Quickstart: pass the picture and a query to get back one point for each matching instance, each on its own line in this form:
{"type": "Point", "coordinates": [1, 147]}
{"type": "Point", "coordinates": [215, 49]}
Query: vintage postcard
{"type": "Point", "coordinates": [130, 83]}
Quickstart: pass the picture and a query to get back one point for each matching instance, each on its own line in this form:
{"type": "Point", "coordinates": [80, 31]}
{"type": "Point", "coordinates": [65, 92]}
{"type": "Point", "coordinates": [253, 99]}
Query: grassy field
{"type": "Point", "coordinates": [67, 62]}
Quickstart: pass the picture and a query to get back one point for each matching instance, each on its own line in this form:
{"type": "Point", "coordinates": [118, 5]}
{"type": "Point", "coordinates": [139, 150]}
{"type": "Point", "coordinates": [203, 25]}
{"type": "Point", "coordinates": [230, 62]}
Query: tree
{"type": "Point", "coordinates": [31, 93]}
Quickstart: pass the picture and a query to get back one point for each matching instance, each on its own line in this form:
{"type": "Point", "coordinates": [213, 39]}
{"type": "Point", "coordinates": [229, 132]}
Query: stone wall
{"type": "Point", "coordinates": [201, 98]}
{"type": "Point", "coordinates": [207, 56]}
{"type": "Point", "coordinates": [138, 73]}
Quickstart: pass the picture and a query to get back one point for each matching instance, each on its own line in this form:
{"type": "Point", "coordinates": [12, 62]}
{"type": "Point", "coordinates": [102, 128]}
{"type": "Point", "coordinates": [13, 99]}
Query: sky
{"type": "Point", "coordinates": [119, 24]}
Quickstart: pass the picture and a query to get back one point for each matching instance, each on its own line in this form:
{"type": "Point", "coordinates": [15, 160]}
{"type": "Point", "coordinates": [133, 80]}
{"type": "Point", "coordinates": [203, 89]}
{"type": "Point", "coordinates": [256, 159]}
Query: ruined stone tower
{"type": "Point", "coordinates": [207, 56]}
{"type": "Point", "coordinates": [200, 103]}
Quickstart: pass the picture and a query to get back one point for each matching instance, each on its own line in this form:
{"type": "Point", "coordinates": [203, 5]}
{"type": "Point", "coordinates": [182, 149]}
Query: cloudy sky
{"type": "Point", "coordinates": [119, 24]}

===============

**What to do**.
Quote the data in full, keeping each word unchanged.

**Output below**.
Quickstart: pass the picture and a query to get back one point for each matching instance, each on its own line in this form:
{"type": "Point", "coordinates": [1, 147]}
{"type": "Point", "coordinates": [215, 49]}
Query: vintage postcard
{"type": "Point", "coordinates": [130, 83]}
Quickstart: pass the picture and a query to get back one point for each matching instance, each on its own line in this form:
{"type": "Point", "coordinates": [80, 31]}
{"type": "Point", "coordinates": [65, 92]}
{"type": "Point", "coordinates": [253, 99]}
Query: grassy field
{"type": "Point", "coordinates": [67, 62]}
Quickstart: pass the picture and a query to get back one point for each matching instance, each on its own line in this form:
{"type": "Point", "coordinates": [118, 5]}
{"type": "Point", "coordinates": [139, 150]}
{"type": "Point", "coordinates": [203, 25]}
{"type": "Point", "coordinates": [230, 62]}
Query: tree
{"type": "Point", "coordinates": [31, 93]}
Quickstart: pass the picture and a query to get back one point for each matching instance, each on its own line in this form:
{"type": "Point", "coordinates": [213, 39]}
{"type": "Point", "coordinates": [229, 132]}
Query: stone wall
{"type": "Point", "coordinates": [201, 98]}
{"type": "Point", "coordinates": [207, 56]}
{"type": "Point", "coordinates": [138, 73]}
Quickstart: pass the picture and a query to get back one point for each matching instance, each on its own line in this form:
{"type": "Point", "coordinates": [12, 62]}
{"type": "Point", "coordinates": [102, 128]}
{"type": "Point", "coordinates": [13, 99]}
Query: sky
{"type": "Point", "coordinates": [119, 24]}
Quickstart: pass the picture and a query to get back one point for each matching instance, each on its own line in this form:
{"type": "Point", "coordinates": [15, 160]}
{"type": "Point", "coordinates": [133, 80]}
{"type": "Point", "coordinates": [203, 89]}
{"type": "Point", "coordinates": [256, 159]}
Query: ruined stone tower
{"type": "Point", "coordinates": [207, 56]}
{"type": "Point", "coordinates": [200, 103]}
Quickstart: pass the picture and a query to get back one point for each matching instance, each on its own line in this form:
{"type": "Point", "coordinates": [203, 5]}
{"type": "Point", "coordinates": [182, 149]}
Query: cloudy sky
{"type": "Point", "coordinates": [119, 24]}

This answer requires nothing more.